**EXERCISE BRIEF:** Rewrite the items from the start of the items through the line containing "[[[0,120],[10,120],[10,112],[0,104]]]", both ends included, with the requests unchanged, the pictures omitted, and every polygon coordinate in the answers multiplied by 1.55 and rounded to whole numbers, halves up. Give only those lines.

**DATASET CONTENT:**

"""

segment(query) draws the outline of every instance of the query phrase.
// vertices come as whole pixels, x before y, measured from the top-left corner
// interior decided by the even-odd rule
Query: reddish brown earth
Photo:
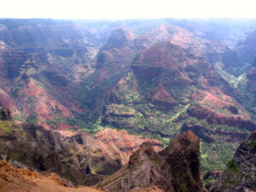
[[[53,172],[41,173],[15,168],[0,160],[0,191],[2,192],[100,192],[100,188],[76,186],[67,183]],[[138,188],[131,192],[163,192],[160,186]]]
[[[101,152],[103,156],[111,159],[119,159],[122,165],[127,164],[130,156],[145,142],[150,143],[156,152],[163,149],[160,141],[129,135],[127,131],[106,129],[97,132],[94,138],[92,151]]]

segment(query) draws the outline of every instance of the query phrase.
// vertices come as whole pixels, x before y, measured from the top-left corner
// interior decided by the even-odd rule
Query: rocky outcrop
[[[29,124],[16,125],[7,110],[1,111],[5,115],[0,124],[2,158],[34,170],[55,172],[76,184],[92,185],[102,180],[102,175],[116,172],[143,142],[151,143],[156,151],[161,149],[157,140],[122,131],[107,129],[92,136],[47,131]]]
[[[102,183],[110,191],[160,185],[165,191],[204,191],[201,178],[199,138],[188,131],[159,153],[148,143],[136,151],[126,166]]]
[[[256,132],[253,131],[236,151],[234,158],[218,178],[211,192],[256,190]]]
[[[92,187],[67,187],[68,183],[55,173],[44,175],[27,169],[15,168],[0,160],[0,190],[4,192],[99,192]]]
[[[0,120],[10,120],[10,112],[0,104]]]

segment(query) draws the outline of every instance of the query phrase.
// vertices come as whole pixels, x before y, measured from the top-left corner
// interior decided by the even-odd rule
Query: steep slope
[[[206,161],[211,161],[205,167],[223,169],[224,148],[231,158],[256,125],[236,102],[235,89],[190,50],[167,41],[141,50],[128,73],[112,89],[102,123],[163,141],[180,131],[193,130],[205,142]],[[234,136],[236,139],[232,140]],[[207,144],[211,143],[218,147]]]
[[[140,144],[157,140],[131,136],[126,131],[104,130],[96,136],[67,131],[47,131],[33,125],[17,125],[1,108],[0,157],[21,166],[51,171],[76,184],[92,185],[103,175],[127,163]],[[27,150],[29,148],[29,150]]]
[[[18,169],[5,161],[0,160],[0,190],[3,192],[100,192],[100,188],[76,186],[67,187],[67,182],[55,173],[44,175],[26,169]],[[160,187],[137,189],[131,192],[162,192]]]
[[[129,164],[102,183],[110,191],[160,185],[165,191],[204,191],[201,179],[199,138],[188,131],[155,153],[143,143]]]
[[[232,160],[216,183],[211,192],[255,191],[256,132],[252,134],[236,149]]]

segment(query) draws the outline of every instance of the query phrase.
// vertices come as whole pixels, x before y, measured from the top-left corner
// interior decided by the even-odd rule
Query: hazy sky
[[[1,0],[0,18],[256,18],[255,0]]]

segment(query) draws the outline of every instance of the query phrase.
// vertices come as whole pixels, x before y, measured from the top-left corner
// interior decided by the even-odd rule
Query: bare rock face
[[[243,192],[256,190],[256,132],[253,131],[237,148],[235,156],[211,192]]]
[[[165,191],[204,191],[201,178],[199,138],[187,131],[156,153],[148,143],[141,145],[126,166],[102,182],[110,191],[154,185]]]
[[[0,107],[0,159],[38,171],[55,172],[75,184],[93,185],[128,162],[140,144],[148,142],[156,151],[161,143],[106,129],[96,136],[84,132],[48,131],[42,126],[15,125]],[[29,148],[29,150],[27,150]]]

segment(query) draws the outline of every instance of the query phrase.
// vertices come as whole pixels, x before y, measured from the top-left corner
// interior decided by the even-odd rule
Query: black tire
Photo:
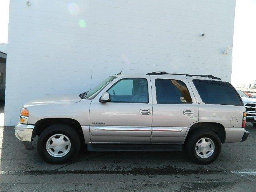
[[[207,129],[198,129],[192,131],[188,136],[188,140],[185,145],[185,150],[190,159],[198,164],[209,164],[213,162],[219,156],[221,150],[221,142],[220,138],[214,132]],[[212,140],[215,146],[213,153],[208,157],[200,157],[196,152],[196,146],[197,142],[204,138]]]
[[[62,134],[67,136],[71,143],[69,151],[62,157],[54,157],[46,149],[47,140],[56,134]],[[74,128],[66,124],[55,124],[49,126],[39,136],[37,141],[37,151],[40,156],[49,163],[64,164],[71,161],[77,155],[80,149],[80,143],[79,134]]]

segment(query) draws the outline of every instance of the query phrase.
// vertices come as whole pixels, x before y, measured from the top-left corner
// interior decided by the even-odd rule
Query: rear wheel
[[[214,132],[208,129],[192,131],[185,146],[190,158],[196,163],[208,164],[216,160],[221,150],[221,142]]]
[[[80,144],[79,135],[75,128],[67,124],[56,124],[41,134],[37,142],[37,150],[47,162],[62,164],[76,156]]]

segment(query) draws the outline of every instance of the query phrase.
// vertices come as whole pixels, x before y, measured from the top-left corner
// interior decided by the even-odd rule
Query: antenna
[[[115,74],[115,75],[121,75],[122,71],[122,70],[123,70],[122,69],[119,73],[118,73],[117,74]]]

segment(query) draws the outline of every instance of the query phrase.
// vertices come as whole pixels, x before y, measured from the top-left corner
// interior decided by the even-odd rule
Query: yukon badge
[[[104,125],[105,124],[105,123],[101,123],[101,122],[93,122],[92,123],[93,125]]]

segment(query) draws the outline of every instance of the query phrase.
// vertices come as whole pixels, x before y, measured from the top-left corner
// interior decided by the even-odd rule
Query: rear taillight
[[[242,124],[242,128],[245,127],[245,124],[246,123],[246,112],[244,112],[243,113],[243,122]]]

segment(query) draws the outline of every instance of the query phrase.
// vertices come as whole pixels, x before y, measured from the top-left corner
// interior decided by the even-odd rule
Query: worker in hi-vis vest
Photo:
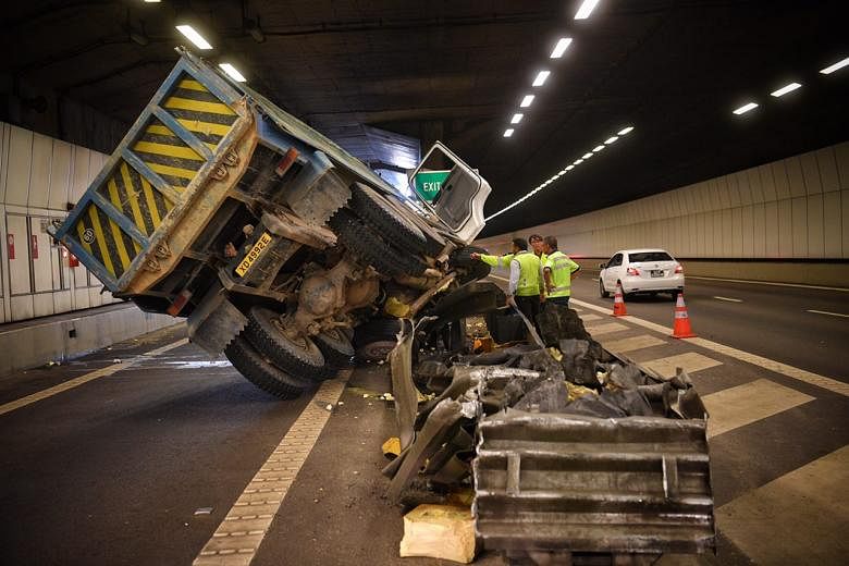
[[[528,238],[528,243],[533,248],[533,255],[540,258],[540,281],[542,281],[542,266],[547,259],[547,256],[545,255],[544,251],[545,244],[543,242],[542,236],[539,234],[531,234],[530,237]],[[488,254],[472,253],[470,257],[471,259],[479,259],[493,268],[509,268],[509,264],[514,258],[514,254],[510,253],[510,254],[505,254],[503,256],[490,256]],[[543,292],[540,293],[540,302],[543,300],[545,300],[544,288]]]
[[[540,258],[528,251],[528,242],[521,237],[513,241],[513,253],[510,256],[507,304],[518,308],[536,325],[537,315],[540,313],[540,297],[542,295]]]
[[[557,238],[554,236],[545,236],[545,253],[547,259],[542,264],[542,274],[545,280],[546,302],[568,307],[571,278],[577,276],[575,274],[581,267],[557,249]]]

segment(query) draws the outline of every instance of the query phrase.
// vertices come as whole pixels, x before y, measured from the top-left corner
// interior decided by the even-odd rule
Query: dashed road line
[[[295,477],[330,419],[331,413],[324,407],[336,405],[349,377],[350,370],[333,381],[323,382],[316,391],[200,550],[192,563],[194,566],[250,564]]]
[[[619,340],[601,340],[602,346],[611,352],[617,352],[625,354],[626,352],[633,352],[635,349],[650,348],[652,346],[661,346],[666,344],[661,339],[655,339],[649,334],[640,334],[639,336],[631,336],[629,339]]]
[[[576,303],[582,307],[586,307],[590,310],[594,310],[596,312],[608,312],[610,309],[606,309],[604,307],[599,307],[598,305],[593,305],[592,303],[587,303],[585,300],[578,300],[576,298],[571,299],[573,303]],[[622,320],[633,322],[635,324],[638,324],[642,328],[647,328],[649,330],[653,330],[655,332],[660,332],[665,335],[672,334],[672,329],[668,327],[664,327],[662,324],[655,324],[654,322],[650,322],[648,320],[639,319],[636,317],[623,317]],[[687,339],[687,343],[694,344],[697,346],[701,346],[705,349],[710,349],[713,352],[716,352],[718,354],[723,354],[725,356],[739,359],[741,361],[746,361],[748,364],[752,364],[754,366],[759,366],[761,368],[767,369],[770,371],[774,371],[776,373],[780,373],[783,376],[786,376],[788,378],[795,379],[797,381],[801,381],[803,383],[808,383],[809,385],[815,385],[817,387],[822,387],[824,390],[830,391],[832,393],[837,393],[838,395],[845,395],[849,397],[849,383],[844,383],[842,381],[838,381],[833,378],[827,378],[825,376],[820,376],[819,373],[814,373],[812,371],[808,371],[804,369],[796,368],[793,366],[789,366],[787,364],[782,364],[780,361],[775,361],[770,358],[765,358],[763,356],[759,356],[756,354],[750,354],[748,352],[743,352],[741,349],[733,348],[730,346],[726,346],[724,344],[719,344],[710,340],[705,339]]]
[[[719,360],[702,356],[696,352],[688,352],[686,354],[678,354],[677,356],[668,356],[649,361],[640,361],[639,364],[663,378],[674,378],[676,368],[682,368],[687,373],[694,373],[703,369],[723,365]]]
[[[711,393],[702,397],[710,415],[707,438],[758,422],[811,401],[815,401],[815,397],[768,379]]]
[[[151,349],[150,352],[146,352],[144,354],[139,354],[137,356],[134,356],[126,361],[121,361],[119,364],[112,364],[111,366],[107,366],[106,368],[100,368],[95,371],[89,371],[88,373],[85,373],[83,376],[79,376],[78,378],[74,378],[71,380],[65,381],[64,383],[60,383],[59,385],[46,389],[44,391],[39,391],[38,393],[33,393],[32,395],[27,395],[26,397],[21,397],[20,399],[13,401],[11,403],[7,403],[4,405],[0,405],[0,415],[5,415],[7,413],[11,413],[13,410],[20,409],[22,407],[26,407],[27,405],[30,405],[33,403],[46,399],[48,397],[52,397],[53,395],[57,395],[59,393],[62,393],[67,390],[72,390],[74,387],[78,387],[79,385],[83,385],[84,383],[88,383],[89,381],[94,381],[96,379],[106,378],[109,377],[115,372],[123,371],[125,369],[130,369],[133,366],[140,364],[142,361],[145,361],[147,359],[150,359],[151,357],[158,356],[160,354],[163,354],[170,349],[177,348],[180,346],[184,346],[185,344],[188,344],[188,339],[182,339],[176,342],[173,342],[171,344],[167,344],[164,346]]]
[[[830,317],[849,318],[849,315],[842,315],[840,312],[828,312],[827,310],[813,310],[813,309],[811,309],[811,310],[805,310],[805,312],[813,312],[815,315],[828,315]]]
[[[618,322],[607,322],[606,324],[588,325],[587,331],[593,336],[601,336],[603,334],[610,334],[612,332],[622,332],[624,330],[631,330],[625,324]]]
[[[716,509],[721,532],[755,564],[845,564],[849,446]]]

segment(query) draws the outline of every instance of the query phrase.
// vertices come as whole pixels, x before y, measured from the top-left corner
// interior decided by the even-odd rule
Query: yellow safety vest
[[[517,297],[530,297],[540,294],[540,258],[528,251],[516,254],[513,259],[519,262],[519,283]]]
[[[571,295],[571,274],[580,266],[569,259],[563,251],[555,251],[549,256],[549,260],[543,264],[551,270],[552,283],[554,287],[549,291],[549,297],[568,297]]]

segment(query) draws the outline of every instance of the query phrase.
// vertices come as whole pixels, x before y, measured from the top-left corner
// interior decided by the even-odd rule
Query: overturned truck
[[[350,362],[355,328],[392,305],[411,316],[476,276],[464,248],[490,186],[445,146],[420,167],[446,172],[436,199],[399,198],[330,139],[177,51],[51,227],[114,296],[186,317],[193,343],[285,398]],[[385,341],[377,330],[357,339],[365,350]]]
[[[686,372],[664,379],[606,352],[557,305],[528,342],[422,348],[451,318],[423,317],[392,353],[402,451],[384,469],[390,500],[451,501],[472,488],[479,542],[517,563],[715,552],[707,416]],[[418,390],[431,398],[418,403]]]

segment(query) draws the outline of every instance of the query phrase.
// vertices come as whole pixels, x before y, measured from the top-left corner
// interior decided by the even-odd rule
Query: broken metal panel
[[[704,420],[508,410],[482,420],[473,462],[488,550],[715,550]]]

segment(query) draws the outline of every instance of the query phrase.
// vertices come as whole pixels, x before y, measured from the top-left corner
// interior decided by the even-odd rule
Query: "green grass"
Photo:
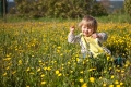
[[[131,23],[131,18],[128,14],[126,13],[118,13],[118,14],[110,14],[107,16],[94,16],[97,18],[98,22],[100,23]],[[16,15],[7,15],[7,22],[12,23],[12,22],[79,22],[81,18],[51,18],[51,17],[40,17],[40,18],[23,18],[23,17],[16,17]],[[1,17],[0,22],[4,22],[4,20]]]

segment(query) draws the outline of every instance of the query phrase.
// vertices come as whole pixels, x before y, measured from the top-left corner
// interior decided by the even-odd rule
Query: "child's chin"
[[[84,34],[84,36],[88,37],[90,35]]]

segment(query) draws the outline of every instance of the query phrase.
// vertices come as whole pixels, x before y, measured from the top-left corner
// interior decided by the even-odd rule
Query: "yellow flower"
[[[115,78],[115,76],[112,75],[110,78]]]
[[[118,82],[118,80],[115,80],[115,84],[119,84],[119,82]]]
[[[3,74],[3,76],[5,76],[7,75],[7,72]]]
[[[19,60],[19,65],[21,65],[22,64],[22,60]]]
[[[40,67],[37,70],[37,72],[39,72],[40,71]]]
[[[44,77],[44,76],[45,76],[44,74],[40,75],[40,77]]]
[[[109,85],[109,87],[114,87],[114,85]]]
[[[123,83],[121,82],[120,85],[123,85]]]
[[[84,83],[81,87],[87,87],[87,84],[86,84],[86,83]]]
[[[81,71],[80,73],[81,73],[81,74],[83,74],[84,72],[83,72],[83,71]]]
[[[84,79],[83,79],[83,78],[81,78],[81,79],[80,79],[80,83],[83,83],[83,82],[84,82]]]
[[[120,85],[116,85],[116,87],[120,87]]]
[[[46,82],[44,80],[44,82],[41,82],[41,85],[45,85],[46,84]]]
[[[103,86],[105,87],[105,86],[106,86],[106,84],[104,83],[104,84],[103,84]]]
[[[59,73],[60,73],[59,70],[57,70],[57,71],[56,71],[56,74],[59,74]]]
[[[59,77],[60,77],[61,75],[62,75],[61,73],[58,74]]]
[[[95,78],[94,77],[90,77],[90,82],[94,83]]]

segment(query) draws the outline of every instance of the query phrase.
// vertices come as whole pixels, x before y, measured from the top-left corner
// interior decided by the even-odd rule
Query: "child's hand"
[[[93,34],[92,37],[93,37],[94,39],[96,39],[96,38],[100,38],[100,36],[99,36],[98,34],[96,34],[96,33]]]
[[[71,27],[70,27],[70,32],[71,32],[71,33],[74,33],[74,29],[75,29],[74,26],[71,26]]]

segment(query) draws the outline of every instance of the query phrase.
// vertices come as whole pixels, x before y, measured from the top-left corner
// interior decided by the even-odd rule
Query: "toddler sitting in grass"
[[[97,21],[93,16],[84,16],[79,23],[79,27],[81,27],[79,35],[74,35],[75,28],[70,27],[68,42],[80,44],[83,58],[96,58],[102,53],[110,54],[107,48],[102,47],[102,44],[107,40],[107,34],[97,33]]]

"""

**SOLVED PROBLEM:**
segment(query) draws the outline of every instance of the query phrase.
// vertices come as whole pixels, x before y, measured from the top-left corner
// interior decided by the even-odd rule
Query: reddish brown earth
Photo:
[[[82,267],[64,268],[23,260],[0,248],[0,296],[3,298],[155,298],[155,291],[118,288],[104,284]],[[214,291],[203,298],[253,298],[248,288]]]
[[[157,236],[160,242],[172,246],[184,246],[189,256],[197,254],[202,242],[225,220],[233,222],[242,236],[253,231],[248,219],[200,209],[197,203],[164,200],[150,205],[146,214],[143,234]]]

segment(query) draws the outline of every instance of the query phrase.
// vertices come as whole pixels, x before y, measured from the top-left corner
// interior decided by the even-odd rule
Query: rocky outcrop
[[[45,192],[25,194],[11,171],[2,172],[8,178],[0,192],[3,245],[53,264],[85,267],[118,285],[143,287],[158,279],[158,271],[180,267],[222,220],[234,222],[242,234],[250,231],[243,217],[189,203],[166,200],[143,211],[73,203]]]
[[[158,284],[171,296],[248,287],[256,296],[316,296],[312,276],[308,214],[291,203],[246,237],[229,222],[211,234],[195,257]]]
[[[397,205],[392,203],[366,234],[363,245],[338,276],[327,298],[397,295]]]
[[[143,290],[104,290],[105,284],[85,268],[68,271],[42,262],[23,260],[0,248],[0,295],[6,298],[153,298]]]
[[[0,186],[16,186],[16,174],[0,161]]]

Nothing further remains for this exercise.